(Excerpts of labeled region data)
◆ ◆ ◆ ◆
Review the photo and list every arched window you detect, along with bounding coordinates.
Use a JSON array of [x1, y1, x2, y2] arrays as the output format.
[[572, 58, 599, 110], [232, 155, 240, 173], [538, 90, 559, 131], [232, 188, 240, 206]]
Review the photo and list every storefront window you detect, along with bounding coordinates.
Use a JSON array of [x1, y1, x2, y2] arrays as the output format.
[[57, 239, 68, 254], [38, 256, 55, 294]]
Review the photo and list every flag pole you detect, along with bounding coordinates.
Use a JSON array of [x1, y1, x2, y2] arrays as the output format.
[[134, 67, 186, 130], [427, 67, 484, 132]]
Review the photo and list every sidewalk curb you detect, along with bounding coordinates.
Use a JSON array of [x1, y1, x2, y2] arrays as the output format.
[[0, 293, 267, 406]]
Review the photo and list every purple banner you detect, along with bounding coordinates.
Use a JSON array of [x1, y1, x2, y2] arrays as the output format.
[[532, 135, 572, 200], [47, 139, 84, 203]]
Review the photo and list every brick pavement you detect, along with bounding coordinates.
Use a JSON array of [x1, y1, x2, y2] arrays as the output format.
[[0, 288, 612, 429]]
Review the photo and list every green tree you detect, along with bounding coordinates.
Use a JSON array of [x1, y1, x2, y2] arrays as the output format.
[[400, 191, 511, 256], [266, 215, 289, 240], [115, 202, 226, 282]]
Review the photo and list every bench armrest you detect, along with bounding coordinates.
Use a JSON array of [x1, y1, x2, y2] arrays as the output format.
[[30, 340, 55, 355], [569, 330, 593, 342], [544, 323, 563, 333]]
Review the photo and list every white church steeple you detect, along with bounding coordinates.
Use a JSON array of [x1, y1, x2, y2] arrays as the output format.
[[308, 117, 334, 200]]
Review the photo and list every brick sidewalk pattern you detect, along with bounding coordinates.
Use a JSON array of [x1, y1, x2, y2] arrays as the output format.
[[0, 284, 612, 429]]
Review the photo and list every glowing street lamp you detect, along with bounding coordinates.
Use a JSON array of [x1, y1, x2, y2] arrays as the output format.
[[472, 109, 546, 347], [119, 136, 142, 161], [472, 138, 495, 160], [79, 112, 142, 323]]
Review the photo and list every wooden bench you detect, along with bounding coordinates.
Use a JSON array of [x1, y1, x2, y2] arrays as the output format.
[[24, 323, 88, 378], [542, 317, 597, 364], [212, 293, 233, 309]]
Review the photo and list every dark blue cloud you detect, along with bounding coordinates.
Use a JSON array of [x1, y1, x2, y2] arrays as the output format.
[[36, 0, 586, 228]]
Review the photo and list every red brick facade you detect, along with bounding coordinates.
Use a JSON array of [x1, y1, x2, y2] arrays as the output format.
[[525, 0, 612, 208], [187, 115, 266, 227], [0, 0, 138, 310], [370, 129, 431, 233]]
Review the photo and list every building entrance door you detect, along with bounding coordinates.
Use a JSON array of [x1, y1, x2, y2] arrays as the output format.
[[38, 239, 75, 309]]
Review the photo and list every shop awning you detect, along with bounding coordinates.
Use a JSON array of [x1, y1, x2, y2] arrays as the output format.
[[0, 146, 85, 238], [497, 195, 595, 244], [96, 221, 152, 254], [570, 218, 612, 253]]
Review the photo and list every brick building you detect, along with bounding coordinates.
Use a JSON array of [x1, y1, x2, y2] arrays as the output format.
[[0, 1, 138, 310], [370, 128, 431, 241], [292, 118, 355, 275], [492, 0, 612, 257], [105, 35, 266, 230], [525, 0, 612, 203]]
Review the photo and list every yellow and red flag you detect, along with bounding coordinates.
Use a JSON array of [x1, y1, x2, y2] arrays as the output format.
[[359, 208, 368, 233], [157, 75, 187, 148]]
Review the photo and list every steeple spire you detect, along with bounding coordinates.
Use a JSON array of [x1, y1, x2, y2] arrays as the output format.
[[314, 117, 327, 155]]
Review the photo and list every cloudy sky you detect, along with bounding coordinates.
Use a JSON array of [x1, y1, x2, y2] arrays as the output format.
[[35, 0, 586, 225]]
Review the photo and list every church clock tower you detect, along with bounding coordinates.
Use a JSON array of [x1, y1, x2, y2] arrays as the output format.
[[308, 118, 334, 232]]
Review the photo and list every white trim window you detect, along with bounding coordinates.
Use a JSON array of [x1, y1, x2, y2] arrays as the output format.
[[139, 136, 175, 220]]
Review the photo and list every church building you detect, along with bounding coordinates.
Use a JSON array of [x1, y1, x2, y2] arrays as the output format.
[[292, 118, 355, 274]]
◆ ◆ ◆ ◆
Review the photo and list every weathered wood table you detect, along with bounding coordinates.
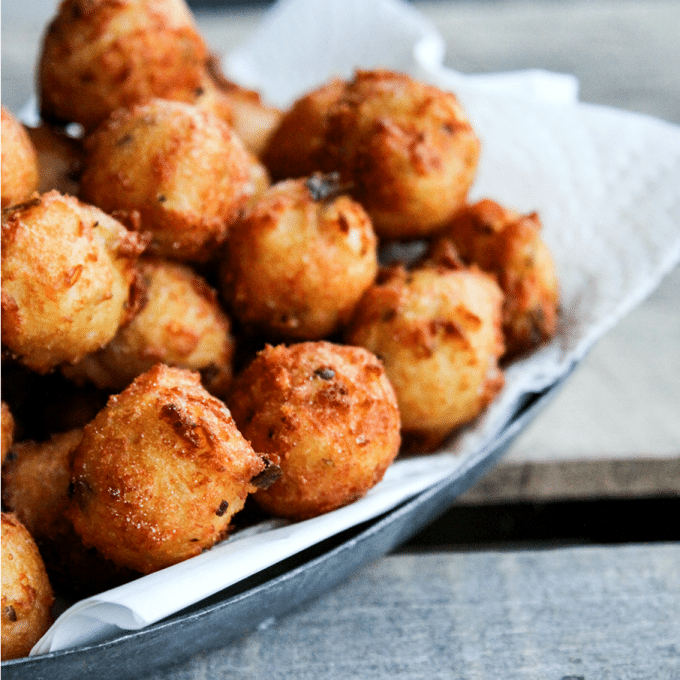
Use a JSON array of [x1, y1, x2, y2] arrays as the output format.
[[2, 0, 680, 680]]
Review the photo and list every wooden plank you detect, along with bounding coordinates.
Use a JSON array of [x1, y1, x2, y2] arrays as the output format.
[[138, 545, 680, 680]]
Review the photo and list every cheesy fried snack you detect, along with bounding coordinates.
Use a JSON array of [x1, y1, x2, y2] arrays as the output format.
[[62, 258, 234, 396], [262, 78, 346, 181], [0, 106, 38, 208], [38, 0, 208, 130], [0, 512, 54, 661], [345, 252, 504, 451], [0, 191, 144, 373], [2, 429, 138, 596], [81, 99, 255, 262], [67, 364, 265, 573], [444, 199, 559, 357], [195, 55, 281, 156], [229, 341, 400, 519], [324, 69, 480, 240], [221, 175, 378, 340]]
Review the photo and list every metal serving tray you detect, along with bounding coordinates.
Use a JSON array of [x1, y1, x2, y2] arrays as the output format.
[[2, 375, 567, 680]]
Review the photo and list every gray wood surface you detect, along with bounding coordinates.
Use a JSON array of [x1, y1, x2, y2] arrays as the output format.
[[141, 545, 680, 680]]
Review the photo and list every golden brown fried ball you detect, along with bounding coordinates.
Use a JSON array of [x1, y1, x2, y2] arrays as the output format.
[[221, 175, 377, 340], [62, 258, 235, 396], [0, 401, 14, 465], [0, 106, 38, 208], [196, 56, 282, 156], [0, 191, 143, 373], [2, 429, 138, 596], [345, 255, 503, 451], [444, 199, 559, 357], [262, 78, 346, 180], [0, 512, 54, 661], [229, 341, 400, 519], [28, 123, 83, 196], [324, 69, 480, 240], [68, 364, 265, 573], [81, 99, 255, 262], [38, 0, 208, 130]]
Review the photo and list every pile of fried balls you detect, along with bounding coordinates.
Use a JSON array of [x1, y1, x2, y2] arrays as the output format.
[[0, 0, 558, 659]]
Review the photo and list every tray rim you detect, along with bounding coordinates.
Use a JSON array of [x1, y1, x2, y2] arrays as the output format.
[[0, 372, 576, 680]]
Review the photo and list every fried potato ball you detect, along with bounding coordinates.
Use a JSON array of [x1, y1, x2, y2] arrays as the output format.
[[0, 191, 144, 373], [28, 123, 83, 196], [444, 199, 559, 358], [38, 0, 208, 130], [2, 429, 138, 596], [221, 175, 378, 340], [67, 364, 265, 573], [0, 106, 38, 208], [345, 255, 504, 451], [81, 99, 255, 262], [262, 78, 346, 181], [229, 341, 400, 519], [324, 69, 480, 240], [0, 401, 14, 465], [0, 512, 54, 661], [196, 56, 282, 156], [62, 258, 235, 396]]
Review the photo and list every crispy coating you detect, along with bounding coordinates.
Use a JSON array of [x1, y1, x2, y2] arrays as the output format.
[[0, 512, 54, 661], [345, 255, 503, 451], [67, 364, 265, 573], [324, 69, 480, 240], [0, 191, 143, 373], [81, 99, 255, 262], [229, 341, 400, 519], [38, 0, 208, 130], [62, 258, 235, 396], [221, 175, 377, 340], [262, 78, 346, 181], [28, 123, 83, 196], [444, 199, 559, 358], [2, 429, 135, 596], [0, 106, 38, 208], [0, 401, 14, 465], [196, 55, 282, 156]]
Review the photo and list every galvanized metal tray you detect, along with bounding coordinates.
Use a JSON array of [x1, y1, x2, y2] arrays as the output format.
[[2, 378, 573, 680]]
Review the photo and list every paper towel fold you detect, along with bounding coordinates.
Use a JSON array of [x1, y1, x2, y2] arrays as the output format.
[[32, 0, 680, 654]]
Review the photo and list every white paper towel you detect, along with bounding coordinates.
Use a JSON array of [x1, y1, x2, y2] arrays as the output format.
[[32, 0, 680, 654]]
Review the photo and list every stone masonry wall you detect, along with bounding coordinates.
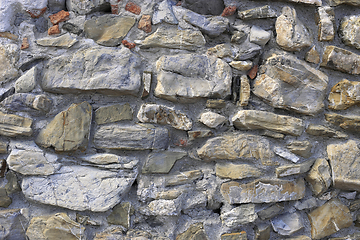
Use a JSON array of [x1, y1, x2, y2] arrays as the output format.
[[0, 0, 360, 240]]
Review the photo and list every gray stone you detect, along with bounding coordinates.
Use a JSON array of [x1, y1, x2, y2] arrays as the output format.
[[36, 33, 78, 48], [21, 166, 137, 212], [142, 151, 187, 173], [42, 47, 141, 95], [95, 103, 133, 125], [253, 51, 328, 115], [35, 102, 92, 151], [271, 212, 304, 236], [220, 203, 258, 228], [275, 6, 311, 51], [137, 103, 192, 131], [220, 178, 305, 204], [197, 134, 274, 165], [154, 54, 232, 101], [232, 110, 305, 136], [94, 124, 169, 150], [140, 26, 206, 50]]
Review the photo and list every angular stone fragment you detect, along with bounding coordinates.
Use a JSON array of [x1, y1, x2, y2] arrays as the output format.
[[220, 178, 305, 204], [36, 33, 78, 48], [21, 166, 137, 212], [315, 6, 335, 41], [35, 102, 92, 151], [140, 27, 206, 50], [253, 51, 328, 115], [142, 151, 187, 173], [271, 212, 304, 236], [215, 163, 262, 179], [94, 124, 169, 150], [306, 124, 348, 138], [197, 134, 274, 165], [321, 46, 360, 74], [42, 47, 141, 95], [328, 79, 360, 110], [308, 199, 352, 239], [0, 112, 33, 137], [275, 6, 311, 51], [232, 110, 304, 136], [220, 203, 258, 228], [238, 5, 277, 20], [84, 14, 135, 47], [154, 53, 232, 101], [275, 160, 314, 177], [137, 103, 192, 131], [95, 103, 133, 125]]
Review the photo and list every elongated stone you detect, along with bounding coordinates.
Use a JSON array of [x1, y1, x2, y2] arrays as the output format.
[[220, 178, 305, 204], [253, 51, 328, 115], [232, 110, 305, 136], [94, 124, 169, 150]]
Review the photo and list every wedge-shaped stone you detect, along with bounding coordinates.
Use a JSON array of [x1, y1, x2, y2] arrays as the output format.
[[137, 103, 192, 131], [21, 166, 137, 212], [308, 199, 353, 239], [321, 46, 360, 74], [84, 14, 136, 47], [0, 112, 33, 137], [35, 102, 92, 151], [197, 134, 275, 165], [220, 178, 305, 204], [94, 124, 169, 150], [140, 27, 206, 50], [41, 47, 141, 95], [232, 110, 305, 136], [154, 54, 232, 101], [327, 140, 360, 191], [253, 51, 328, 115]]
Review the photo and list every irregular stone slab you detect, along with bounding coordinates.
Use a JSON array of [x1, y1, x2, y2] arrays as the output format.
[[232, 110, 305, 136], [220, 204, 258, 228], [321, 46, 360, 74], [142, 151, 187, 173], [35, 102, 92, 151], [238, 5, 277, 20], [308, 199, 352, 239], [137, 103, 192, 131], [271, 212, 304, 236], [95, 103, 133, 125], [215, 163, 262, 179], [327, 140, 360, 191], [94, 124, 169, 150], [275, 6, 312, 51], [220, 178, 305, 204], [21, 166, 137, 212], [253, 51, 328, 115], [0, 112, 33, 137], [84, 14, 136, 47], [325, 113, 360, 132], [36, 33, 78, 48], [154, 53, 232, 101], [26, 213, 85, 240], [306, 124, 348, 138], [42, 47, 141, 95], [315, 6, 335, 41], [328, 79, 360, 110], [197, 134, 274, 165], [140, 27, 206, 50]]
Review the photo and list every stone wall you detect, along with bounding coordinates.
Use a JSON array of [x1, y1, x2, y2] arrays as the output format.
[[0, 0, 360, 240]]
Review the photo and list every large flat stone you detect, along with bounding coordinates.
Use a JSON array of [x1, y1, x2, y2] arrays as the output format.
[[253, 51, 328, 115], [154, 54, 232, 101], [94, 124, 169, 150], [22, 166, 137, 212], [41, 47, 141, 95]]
◆ ◆ ◆ ◆
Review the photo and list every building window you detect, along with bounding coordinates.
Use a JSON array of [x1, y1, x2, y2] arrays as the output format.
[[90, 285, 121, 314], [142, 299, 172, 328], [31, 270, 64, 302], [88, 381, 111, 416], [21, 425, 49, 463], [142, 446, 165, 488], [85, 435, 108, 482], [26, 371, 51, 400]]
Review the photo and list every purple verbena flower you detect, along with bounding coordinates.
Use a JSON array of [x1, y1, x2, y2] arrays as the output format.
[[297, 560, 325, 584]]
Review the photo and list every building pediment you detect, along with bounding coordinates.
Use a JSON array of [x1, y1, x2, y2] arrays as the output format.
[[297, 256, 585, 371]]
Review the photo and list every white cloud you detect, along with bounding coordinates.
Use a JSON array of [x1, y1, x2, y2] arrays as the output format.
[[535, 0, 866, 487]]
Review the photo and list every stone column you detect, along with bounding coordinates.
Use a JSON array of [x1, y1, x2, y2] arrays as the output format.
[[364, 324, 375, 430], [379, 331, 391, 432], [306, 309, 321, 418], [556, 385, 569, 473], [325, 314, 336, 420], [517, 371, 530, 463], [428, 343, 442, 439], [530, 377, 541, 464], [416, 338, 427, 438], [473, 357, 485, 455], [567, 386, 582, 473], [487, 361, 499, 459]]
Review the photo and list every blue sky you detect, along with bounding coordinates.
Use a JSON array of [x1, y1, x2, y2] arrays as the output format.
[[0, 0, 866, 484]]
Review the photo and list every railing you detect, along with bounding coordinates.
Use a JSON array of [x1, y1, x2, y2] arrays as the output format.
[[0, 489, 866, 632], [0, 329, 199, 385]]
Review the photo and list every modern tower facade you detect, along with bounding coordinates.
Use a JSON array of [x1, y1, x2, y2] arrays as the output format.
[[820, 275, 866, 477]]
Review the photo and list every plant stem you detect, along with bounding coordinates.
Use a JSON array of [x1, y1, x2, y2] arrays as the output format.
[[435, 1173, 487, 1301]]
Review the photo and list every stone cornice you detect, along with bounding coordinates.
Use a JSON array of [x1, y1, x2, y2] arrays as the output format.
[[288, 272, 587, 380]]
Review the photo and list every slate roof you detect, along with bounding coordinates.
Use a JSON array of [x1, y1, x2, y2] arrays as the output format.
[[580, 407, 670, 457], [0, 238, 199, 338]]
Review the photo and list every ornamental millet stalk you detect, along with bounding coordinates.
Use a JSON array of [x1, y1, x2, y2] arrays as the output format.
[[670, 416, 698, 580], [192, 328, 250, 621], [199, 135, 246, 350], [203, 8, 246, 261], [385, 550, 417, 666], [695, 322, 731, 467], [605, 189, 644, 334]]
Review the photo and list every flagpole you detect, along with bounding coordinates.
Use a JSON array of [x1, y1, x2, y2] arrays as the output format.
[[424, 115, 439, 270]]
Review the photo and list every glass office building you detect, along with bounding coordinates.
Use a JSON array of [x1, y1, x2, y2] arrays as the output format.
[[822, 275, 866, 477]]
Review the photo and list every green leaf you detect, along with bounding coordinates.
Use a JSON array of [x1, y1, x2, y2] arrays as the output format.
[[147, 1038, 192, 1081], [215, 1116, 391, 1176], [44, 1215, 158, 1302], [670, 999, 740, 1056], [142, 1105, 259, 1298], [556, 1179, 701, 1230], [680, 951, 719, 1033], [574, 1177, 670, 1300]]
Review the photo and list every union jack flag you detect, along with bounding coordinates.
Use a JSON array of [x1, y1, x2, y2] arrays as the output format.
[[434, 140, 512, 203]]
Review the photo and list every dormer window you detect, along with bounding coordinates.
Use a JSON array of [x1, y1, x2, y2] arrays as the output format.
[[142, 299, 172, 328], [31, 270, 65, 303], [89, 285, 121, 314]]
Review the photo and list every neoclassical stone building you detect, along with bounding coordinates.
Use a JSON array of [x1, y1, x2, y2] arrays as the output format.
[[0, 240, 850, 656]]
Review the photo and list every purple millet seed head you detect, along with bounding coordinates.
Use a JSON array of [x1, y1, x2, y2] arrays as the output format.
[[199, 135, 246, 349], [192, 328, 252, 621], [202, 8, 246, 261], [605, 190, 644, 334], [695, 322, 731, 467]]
◆ ◆ ◆ ◆
To be done →
Return the lines of the listing from the line with "Review the photo and list every brick pavement" to the line with "202, 226, 282]]", both included, reproducing them exactly.

Complete answer →
Review the photo and list every brick pavement you detect, along with bounding coordinates.
Use a JSON array of [x1, y1, x2, y2] arrays as the output format.
[[0, 288, 612, 429]]
Review the photo and list every green tree you detect, along with bounding coordinates.
Use a JSON array of [x1, y1, x2, y2] arrays as the output format.
[[400, 191, 511, 256], [266, 215, 289, 240], [115, 202, 226, 282]]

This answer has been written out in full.